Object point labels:
· · · · ·

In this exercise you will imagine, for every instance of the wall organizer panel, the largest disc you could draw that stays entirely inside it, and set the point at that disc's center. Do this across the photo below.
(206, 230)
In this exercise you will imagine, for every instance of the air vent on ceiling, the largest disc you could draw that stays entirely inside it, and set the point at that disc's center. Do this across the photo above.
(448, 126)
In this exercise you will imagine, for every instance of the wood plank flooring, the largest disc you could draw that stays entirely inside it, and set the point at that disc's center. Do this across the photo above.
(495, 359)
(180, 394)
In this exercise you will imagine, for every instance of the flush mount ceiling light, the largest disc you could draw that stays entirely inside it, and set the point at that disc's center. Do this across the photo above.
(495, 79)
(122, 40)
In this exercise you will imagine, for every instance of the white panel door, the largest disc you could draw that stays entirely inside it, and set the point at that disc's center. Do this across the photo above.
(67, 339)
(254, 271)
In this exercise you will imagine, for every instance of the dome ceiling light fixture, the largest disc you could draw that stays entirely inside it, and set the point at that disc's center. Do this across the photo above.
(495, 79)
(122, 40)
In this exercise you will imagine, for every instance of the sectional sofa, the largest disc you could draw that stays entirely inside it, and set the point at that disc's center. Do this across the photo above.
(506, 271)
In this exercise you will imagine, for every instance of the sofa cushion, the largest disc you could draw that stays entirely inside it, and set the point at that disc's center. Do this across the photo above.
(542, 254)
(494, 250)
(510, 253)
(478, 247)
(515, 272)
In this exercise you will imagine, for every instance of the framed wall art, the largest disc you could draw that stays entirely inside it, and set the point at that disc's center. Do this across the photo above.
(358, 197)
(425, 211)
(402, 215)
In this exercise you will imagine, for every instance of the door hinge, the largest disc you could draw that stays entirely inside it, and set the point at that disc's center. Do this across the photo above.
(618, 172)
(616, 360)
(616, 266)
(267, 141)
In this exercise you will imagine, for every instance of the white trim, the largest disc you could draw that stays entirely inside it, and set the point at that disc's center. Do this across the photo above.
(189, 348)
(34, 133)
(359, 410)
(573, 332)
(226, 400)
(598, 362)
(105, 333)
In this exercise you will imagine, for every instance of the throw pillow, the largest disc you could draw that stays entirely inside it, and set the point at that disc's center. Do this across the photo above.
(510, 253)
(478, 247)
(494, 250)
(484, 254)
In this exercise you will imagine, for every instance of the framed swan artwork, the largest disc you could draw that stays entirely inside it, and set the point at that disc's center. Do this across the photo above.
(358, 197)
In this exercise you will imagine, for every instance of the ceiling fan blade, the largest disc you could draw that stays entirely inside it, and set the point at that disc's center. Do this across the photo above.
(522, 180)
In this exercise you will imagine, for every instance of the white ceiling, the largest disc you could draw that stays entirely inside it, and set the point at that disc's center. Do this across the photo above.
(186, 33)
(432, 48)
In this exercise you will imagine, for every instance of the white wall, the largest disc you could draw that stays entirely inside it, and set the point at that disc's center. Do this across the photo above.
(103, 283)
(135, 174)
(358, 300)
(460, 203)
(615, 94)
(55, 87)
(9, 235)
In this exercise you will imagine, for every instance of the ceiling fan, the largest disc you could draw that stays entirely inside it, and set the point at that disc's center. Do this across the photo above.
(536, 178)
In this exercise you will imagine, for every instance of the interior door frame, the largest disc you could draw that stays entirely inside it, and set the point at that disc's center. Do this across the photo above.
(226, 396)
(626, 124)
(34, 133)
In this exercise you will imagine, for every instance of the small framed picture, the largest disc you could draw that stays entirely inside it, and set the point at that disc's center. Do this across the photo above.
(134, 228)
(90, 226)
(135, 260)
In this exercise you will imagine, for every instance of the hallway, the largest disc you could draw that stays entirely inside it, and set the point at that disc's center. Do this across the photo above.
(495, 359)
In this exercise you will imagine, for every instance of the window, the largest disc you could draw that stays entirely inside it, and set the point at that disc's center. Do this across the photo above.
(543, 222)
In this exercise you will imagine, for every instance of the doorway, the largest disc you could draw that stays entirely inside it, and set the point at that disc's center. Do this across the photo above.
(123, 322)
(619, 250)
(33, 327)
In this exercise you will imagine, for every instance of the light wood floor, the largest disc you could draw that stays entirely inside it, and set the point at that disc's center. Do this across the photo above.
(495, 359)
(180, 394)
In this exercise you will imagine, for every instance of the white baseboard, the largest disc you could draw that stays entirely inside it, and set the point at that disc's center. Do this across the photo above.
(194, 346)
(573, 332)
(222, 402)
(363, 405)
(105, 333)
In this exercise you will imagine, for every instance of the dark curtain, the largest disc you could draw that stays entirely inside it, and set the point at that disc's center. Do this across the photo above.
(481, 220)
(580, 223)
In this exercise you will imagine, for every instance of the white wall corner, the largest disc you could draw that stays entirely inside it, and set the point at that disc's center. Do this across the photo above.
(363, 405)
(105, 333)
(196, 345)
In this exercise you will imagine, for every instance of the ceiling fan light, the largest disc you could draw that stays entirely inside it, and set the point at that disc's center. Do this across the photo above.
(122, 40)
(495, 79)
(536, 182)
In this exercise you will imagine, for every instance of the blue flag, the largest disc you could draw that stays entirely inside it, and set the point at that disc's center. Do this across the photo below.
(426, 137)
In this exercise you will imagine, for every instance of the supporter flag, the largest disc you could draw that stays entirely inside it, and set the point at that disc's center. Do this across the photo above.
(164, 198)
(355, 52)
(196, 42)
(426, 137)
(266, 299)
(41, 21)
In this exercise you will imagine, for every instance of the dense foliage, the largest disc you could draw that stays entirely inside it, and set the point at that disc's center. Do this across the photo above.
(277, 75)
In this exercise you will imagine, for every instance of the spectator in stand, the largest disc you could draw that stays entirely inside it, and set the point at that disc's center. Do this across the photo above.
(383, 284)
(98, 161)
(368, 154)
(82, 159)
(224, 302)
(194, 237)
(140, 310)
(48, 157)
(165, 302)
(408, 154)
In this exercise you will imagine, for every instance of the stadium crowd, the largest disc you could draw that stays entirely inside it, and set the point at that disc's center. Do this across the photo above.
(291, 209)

· · · · ·

◆ **EXERCISE BRIEF**
Copy out the items word for word, starting at the line that contains "of the spectator" and continuing through the end of the items, both ends included.

◆ **TASK OUTPUT**
In this exercise you will imagine, for every instance of the spectator in stand, the largest disc you could draw that stays entirely inside it, and set the point at that disc's center. Do this across the photo above.
(383, 284)
(98, 161)
(368, 154)
(82, 159)
(224, 302)
(194, 237)
(140, 310)
(48, 157)
(165, 302)
(408, 154)
In this exercise you will imagine, for every instance of the stadium crowd, the largest disc you could draw that stays entirely inside it, and set the point at that disc's center. Do this across the photo above.
(291, 209)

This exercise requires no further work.